▶ _OBJECTIVE_: Copy out every row of the records that contains the word "blurred".

▶ _INFORMATION GIVEN_:
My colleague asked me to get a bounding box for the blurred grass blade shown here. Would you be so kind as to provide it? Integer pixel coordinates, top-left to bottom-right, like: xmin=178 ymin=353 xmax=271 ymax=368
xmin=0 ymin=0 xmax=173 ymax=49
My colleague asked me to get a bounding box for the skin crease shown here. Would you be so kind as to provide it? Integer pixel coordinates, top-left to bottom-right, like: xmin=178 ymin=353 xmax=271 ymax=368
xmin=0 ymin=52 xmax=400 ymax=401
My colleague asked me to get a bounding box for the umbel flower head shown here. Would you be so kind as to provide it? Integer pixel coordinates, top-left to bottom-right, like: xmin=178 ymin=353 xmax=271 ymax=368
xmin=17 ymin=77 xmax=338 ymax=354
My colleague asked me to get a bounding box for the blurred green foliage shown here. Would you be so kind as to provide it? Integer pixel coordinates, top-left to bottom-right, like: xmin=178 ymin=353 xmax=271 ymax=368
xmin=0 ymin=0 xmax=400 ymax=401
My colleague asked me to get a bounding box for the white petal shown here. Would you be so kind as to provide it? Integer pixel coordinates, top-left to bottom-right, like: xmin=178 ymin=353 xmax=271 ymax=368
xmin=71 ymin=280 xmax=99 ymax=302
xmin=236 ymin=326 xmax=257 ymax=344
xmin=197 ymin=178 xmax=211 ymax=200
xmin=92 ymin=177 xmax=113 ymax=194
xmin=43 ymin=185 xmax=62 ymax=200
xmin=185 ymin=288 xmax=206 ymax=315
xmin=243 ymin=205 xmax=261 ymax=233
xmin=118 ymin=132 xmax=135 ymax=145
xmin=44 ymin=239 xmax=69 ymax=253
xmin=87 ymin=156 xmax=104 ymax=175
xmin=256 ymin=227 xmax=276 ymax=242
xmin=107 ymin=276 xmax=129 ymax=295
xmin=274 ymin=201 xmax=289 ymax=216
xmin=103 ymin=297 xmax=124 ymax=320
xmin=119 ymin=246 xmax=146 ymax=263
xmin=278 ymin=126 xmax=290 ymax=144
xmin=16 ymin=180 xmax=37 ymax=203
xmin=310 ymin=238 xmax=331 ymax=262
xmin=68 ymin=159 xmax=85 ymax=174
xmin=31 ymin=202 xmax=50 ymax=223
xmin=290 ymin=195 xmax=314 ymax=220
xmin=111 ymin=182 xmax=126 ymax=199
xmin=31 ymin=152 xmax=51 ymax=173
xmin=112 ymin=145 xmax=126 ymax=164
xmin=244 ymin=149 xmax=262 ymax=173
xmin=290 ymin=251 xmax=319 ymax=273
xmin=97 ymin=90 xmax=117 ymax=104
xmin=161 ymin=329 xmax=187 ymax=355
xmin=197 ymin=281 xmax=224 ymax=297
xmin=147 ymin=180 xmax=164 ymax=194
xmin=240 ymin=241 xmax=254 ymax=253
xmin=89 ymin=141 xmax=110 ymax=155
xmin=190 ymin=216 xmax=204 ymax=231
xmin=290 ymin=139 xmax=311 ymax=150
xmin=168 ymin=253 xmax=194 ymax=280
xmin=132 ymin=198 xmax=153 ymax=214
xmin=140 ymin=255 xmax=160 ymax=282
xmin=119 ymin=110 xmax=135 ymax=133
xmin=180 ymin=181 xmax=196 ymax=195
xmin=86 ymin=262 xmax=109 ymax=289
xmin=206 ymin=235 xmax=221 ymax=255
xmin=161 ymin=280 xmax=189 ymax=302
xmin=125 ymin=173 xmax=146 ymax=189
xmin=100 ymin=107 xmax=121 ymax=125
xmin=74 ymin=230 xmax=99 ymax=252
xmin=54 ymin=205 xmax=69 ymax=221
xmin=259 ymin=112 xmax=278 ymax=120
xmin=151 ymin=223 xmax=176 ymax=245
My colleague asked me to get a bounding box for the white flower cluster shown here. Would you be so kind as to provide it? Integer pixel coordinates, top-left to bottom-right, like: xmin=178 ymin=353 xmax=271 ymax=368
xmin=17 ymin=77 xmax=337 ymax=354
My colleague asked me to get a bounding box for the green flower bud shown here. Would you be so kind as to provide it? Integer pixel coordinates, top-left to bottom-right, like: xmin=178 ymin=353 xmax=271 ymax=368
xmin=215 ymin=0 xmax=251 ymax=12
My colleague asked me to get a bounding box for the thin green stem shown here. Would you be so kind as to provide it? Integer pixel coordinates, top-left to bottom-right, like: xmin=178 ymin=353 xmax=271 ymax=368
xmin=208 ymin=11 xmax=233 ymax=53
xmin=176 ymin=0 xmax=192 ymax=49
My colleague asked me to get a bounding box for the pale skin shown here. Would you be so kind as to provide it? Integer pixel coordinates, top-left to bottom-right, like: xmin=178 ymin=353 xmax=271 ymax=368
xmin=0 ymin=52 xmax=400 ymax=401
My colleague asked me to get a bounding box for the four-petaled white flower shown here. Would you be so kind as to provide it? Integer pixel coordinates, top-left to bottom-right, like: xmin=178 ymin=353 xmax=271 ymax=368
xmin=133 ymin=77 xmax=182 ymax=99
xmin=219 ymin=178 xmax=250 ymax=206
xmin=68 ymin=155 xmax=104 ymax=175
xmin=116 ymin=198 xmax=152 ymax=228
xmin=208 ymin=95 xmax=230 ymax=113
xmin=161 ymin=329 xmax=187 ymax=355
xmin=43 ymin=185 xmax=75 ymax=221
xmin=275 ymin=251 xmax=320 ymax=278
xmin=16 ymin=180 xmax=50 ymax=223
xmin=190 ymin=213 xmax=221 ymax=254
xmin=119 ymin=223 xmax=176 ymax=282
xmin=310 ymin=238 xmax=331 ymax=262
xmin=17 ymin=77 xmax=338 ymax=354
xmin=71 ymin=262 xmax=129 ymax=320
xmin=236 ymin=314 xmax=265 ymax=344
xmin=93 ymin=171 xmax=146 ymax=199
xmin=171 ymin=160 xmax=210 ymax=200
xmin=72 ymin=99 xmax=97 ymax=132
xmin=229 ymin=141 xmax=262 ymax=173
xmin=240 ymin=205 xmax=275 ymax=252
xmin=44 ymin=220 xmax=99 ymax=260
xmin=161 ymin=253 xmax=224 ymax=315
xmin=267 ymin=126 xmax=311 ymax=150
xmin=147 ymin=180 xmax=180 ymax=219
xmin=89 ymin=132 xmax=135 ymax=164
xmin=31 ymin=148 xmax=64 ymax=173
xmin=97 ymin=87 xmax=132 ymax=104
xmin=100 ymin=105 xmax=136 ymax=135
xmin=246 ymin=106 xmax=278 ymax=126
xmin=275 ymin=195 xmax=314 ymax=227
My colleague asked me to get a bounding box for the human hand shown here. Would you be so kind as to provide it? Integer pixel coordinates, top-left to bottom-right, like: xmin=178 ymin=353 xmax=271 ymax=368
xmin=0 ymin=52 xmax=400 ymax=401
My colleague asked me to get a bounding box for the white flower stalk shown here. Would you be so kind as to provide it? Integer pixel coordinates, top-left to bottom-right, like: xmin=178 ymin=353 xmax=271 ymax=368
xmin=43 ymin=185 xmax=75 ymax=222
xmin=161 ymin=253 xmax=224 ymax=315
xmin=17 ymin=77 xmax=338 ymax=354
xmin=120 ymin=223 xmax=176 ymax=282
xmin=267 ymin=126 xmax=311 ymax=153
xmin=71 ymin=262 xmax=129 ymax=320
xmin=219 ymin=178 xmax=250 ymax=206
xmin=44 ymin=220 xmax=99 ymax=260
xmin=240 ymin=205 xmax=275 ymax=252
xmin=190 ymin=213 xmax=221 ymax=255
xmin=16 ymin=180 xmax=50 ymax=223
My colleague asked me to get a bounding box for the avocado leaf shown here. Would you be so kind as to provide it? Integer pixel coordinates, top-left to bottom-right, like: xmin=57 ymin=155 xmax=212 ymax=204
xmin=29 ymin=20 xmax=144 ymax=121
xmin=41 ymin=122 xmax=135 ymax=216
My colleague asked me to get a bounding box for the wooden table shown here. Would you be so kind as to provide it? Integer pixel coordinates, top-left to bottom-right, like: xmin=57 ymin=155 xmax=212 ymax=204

▶ _RESPONSE TO THIS EXERCISE_:
My colleague asked me to get a bounding box for the blurred grass blade shown here. Would you be so kind as to provide it? Integer pixel coordinates, top-left to bottom-right, like: xmin=178 ymin=353 xmax=271 ymax=368
My colleague asked me to get a bounding box for the blurred green foliage shown here. Would you be so kind as to provide it? Integer pixel coordinates, top-left to bottom-right, like: xmin=178 ymin=353 xmax=271 ymax=368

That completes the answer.